**Document passage**
###
Important: This documentation covers Yarn 1 (Classic).
For Yarn 2+ docs and migration guide, see yarnpkg.com.

Package detail

linguist-js

Nixinova103.7kISC2.9.2TypeScript support: included

Analyse languages used in a folder. Powered by GitHub Linguist, although it doesn't need to be installed.

linguist, languages, language-analysis, language-analyzer

readme

Latest version Last updated npm downloads

LinguistJS

Analyses the languages of all files in a given folder or folders and collates the results.

Powered by github-linguist, although it doesn't need to be installed.

Install

Node.js must be installed to be able to use LinguistJS.

LinguistJS is available on npm as linguist-js.

Install locally using npm install linguist-js and import it into your code like so:

const linguist = require('linguist-js');

Or install globally using npm install -g linguist-js and run using the CLI command linguist or linguist-js.

linguist --help
linguist-js --help

Usage

LinguistJS contains one function which analyses a given folder or folders.
###
**Information provided**

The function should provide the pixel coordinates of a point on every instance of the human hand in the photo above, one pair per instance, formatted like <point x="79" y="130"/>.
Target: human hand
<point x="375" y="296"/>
###
**Exercise requirements**
A: Answer these questions from the linguist-js package page, one per line:
(i) What has to be installed before LinguistJS can be used?
(ii) What command installs it globally?
(iii) Which Yarn version does the documentation cover?
B: Proceed with the linguist-js package page from where it stops.

**The responses**
A:
(i) Node.js
(ii) npm install -g linguist-js
(iii) Yarn 1 (Classic)

B:
As an example, take the following file structure:

/
| src
| | cli.js 1kB
| | index.ts 2kB
| readme.md 3kB
| no-lang 10B
| x.pluginspec 10B

Running LinguistJS on this folder will return the following JSON:

{
  "files": {
    "count": 5,
    "bytes": 6020,
    "lines": {
        "total": 100,
        "content": 90,
        "code": 80,
    },
    "results": {
      "/src/index.ts": "TypeScript",
      "/src/cli.js": "JavaScript",
      "/readme.md": "Markdown",
      "/no-lang": null,
      "/x.pluginspec": "Ruby",
    },
    "alternatives": {
        "/x.pluginspec": ["XML"],
    },
  },
  "languages": {
    "count": 3,
    "bytes": 6010,
    "lines": {
        "total": 90,
        "content": 80,
        "code": 70,
    },
    "results": {
       "JavaScript": {
            "type": "programming",
            "bytes": 1000,
            "lines": { "total": 49, "content": 49, "code": 44 },
            "color": "#f1e05a"
        },
        "Markdown": {
            "type": "prose",
            "bytes": 3000,
            "lines": { "total": 10, "content": 5, "code": 5 },
            "color": "#083fa1"
        },
        "Ruby": {
            "type": "programming",
            "bytes": 10,
            "lines": { "total": 1, "content": 1, "code": 1 },
            "color": "#701516"
        },
        "TypeScript": {
            "type": "programming",
            "bytes": 2000,
            "lines": { "total": 30, "content": 25, "code": 20 },
            "color": "#2b7489"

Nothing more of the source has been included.